Dataset records
************

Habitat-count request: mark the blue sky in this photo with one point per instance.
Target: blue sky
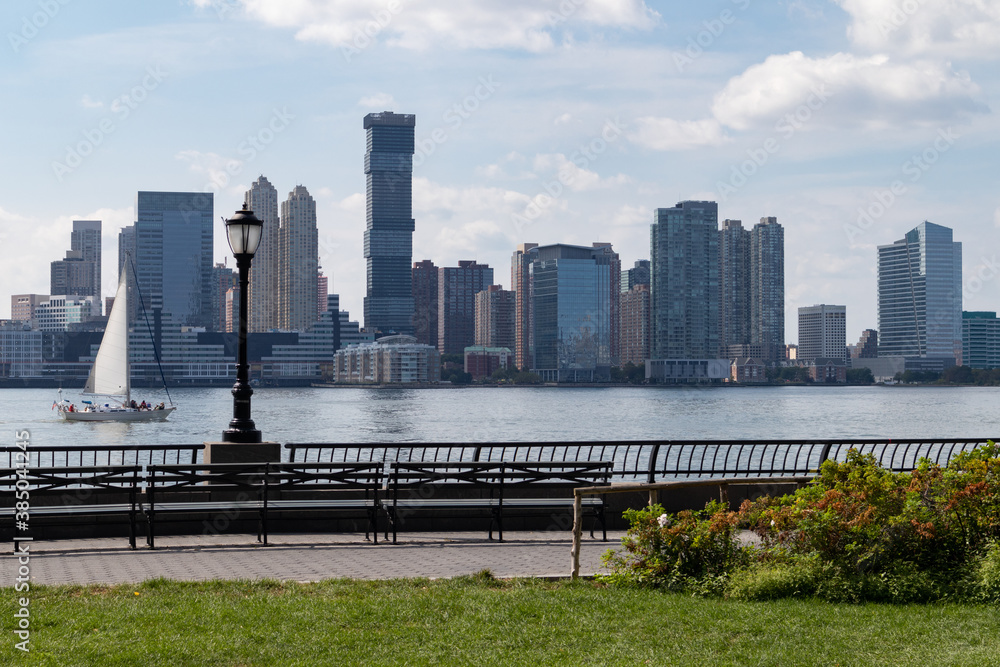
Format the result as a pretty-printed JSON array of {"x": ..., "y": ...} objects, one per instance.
[{"x": 537, "y": 120}]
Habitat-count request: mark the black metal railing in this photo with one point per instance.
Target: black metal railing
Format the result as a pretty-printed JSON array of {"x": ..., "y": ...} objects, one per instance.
[
  {"x": 49, "y": 456},
  {"x": 633, "y": 461},
  {"x": 654, "y": 461}
]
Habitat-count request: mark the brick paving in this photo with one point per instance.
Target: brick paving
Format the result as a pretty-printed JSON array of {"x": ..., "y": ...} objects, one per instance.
[{"x": 301, "y": 557}]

************

#### [Required action]
Your copy must reproduce the entries above in full, without their pictures.

#### [Answer to this exercise]
Habitat-count request: mark the blue sky in this photo with one point per instance.
Target: blue sky
Format the result as a pretty-printed JSON array of {"x": ..., "y": ...} objects, one per instance.
[{"x": 537, "y": 120}]
Habitat-count request: mark the black metal railing in this photo with one point per instance.
Target: black metal railing
Format the result as a pretty-printed JSON array of {"x": ..., "y": ...} objects, one per instance.
[
  {"x": 49, "y": 456},
  {"x": 633, "y": 461},
  {"x": 654, "y": 461}
]
Habitat-count request: mark the brick paving in this photo with one point per instance.
Target: brick paving
Format the result as a pretty-printed JSON array of {"x": ..., "y": ...} objects, one per instance.
[{"x": 301, "y": 557}]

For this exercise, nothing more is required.